● **TASK INSTRUCTIONS**
Repeat the records exactly as given. Do not include the pictures.

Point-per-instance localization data

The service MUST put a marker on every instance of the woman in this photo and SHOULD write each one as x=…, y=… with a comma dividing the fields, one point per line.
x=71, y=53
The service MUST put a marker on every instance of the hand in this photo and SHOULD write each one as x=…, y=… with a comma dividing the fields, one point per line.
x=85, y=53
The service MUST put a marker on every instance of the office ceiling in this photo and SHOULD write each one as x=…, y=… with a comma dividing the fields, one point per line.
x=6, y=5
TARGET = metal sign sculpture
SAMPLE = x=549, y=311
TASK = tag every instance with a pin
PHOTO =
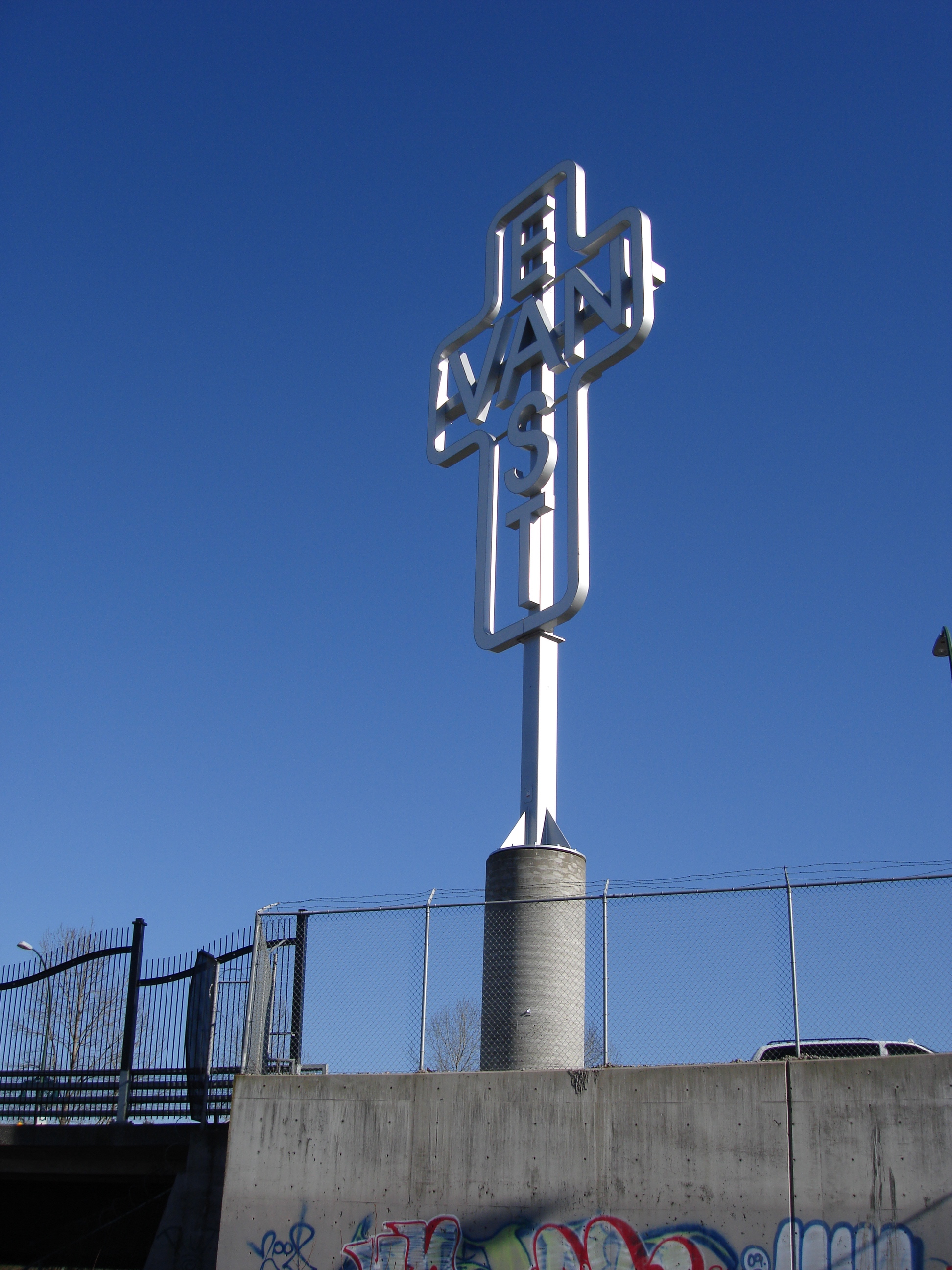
x=528, y=341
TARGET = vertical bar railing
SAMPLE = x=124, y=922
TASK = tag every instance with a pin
x=426, y=971
x=792, y=962
x=605, y=976
x=129, y=1033
x=297, y=992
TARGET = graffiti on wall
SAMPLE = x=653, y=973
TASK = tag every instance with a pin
x=598, y=1244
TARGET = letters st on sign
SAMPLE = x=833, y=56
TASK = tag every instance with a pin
x=555, y=317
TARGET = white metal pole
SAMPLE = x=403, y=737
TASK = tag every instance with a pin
x=540, y=666
x=426, y=971
x=792, y=962
x=605, y=976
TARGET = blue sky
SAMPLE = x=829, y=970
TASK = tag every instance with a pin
x=237, y=658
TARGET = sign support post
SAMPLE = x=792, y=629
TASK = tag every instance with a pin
x=535, y=919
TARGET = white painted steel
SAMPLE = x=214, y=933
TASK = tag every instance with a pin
x=528, y=341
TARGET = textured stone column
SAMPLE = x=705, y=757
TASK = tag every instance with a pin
x=533, y=960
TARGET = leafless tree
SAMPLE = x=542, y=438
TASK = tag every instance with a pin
x=455, y=1037
x=75, y=1020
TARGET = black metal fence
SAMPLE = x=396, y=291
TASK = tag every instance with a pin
x=95, y=1034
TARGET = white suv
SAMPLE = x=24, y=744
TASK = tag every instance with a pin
x=856, y=1047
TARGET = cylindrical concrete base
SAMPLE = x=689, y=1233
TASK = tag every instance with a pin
x=533, y=960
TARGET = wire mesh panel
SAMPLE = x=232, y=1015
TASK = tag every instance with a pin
x=362, y=992
x=875, y=960
x=697, y=977
x=453, y=990
x=645, y=976
x=634, y=977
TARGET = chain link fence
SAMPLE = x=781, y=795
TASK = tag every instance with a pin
x=653, y=977
x=622, y=975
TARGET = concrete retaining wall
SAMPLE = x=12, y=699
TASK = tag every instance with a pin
x=680, y=1169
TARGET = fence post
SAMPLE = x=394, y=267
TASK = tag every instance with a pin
x=129, y=1032
x=211, y=1047
x=605, y=976
x=426, y=969
x=297, y=994
x=792, y=963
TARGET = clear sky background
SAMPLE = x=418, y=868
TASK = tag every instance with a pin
x=237, y=657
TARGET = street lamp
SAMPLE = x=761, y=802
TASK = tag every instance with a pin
x=944, y=647
x=28, y=948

● **RESULT OF THIS EXERCISE**
The service MUST put a marker on every instance of the woman in this photo and SHOULD write each one as x=…, y=… with a comma dividing the fields, one point per line.
x=71, y=53
The service MUST put a marker on every instance of the hand in this photo and SHOULD write each one as x=…, y=… with a comma dividing the fields, one point per line.
x=85, y=53
The service MUST put a marker on every instance of the office ceiling in this photo and SHOULD write each one as x=…, y=… with a comma dividing the fields, one point per line.
x=6, y=5
TARGET = metal sign sculpture
SAMPLE = x=549, y=311
TASK = tag every instance with a pin
PHOTO =
x=528, y=341
TARGET = vertical bar railing
SAMPLE = x=124, y=922
TASK = tag every instance with a pin
x=426, y=971
x=792, y=962
x=605, y=976
x=129, y=1033
x=297, y=992
TARGET = graffiti on wall
SAMPLE = x=653, y=973
TASK = tag every instance with a pin
x=598, y=1244
TARGET = letters st on sign
SAMPLE = x=833, y=56
TASK = tag every instance with a pin
x=555, y=317
TARGET = white metal pole
SAMPLE = x=403, y=737
TASK = tag every instance with a pin
x=540, y=666
x=426, y=971
x=792, y=962
x=605, y=976
TARGET = blue sky
SAMPLE = x=829, y=970
TASK = tag every instance with a pin
x=237, y=658
TARGET = sign support post
SAMPLE = x=792, y=629
TASK = tag every instance with a pin
x=535, y=919
TARGET = white painted steel
SAMPLE = x=214, y=933
TASK = tag every instance with a pin
x=528, y=341
TARGET = textured stone column
SAMPLE = x=705, y=757
TASK = tag every instance with a pin
x=533, y=960
TARGET = leafless tree
SAMPLE = x=542, y=438
TASK = tag every instance with a pin
x=455, y=1037
x=75, y=1020
TARGET = black metal fence
SAMPLE = x=396, y=291
TASK = tag every instance with a pin
x=95, y=1034
TARGET = white suv
SAMPLE = x=24, y=744
TASK = tag every instance with a pin
x=856, y=1047
TARGET = cylindrical concrete base
SAMPLE = x=689, y=1233
TASK = tag every instance with a pin
x=533, y=960
TARGET = wire mesh panel
SAMPLE = x=232, y=1015
TASK = tag every instance with a pin
x=362, y=992
x=875, y=960
x=697, y=977
x=453, y=990
x=645, y=976
x=634, y=977
TARGET = chain link fence
SAMPLE = x=781, y=795
TASK = tag every instance with a pin
x=653, y=977
x=622, y=975
TARGET = concrete retaining wall
SAMPLE = x=12, y=699
TASK = tag every instance with a pin
x=680, y=1169
TARGET = fence post
SAMPLE = x=394, y=267
TASK = tag every instance with a pin
x=129, y=1032
x=211, y=1047
x=605, y=976
x=426, y=969
x=297, y=994
x=792, y=963
TARGET = clear sky background
SAMPLE = x=418, y=868
TASK = tag every instance with a pin
x=237, y=657
TARGET = street lamp
SAMPLE = x=761, y=802
TASK = tag every instance with a pin
x=944, y=647
x=28, y=948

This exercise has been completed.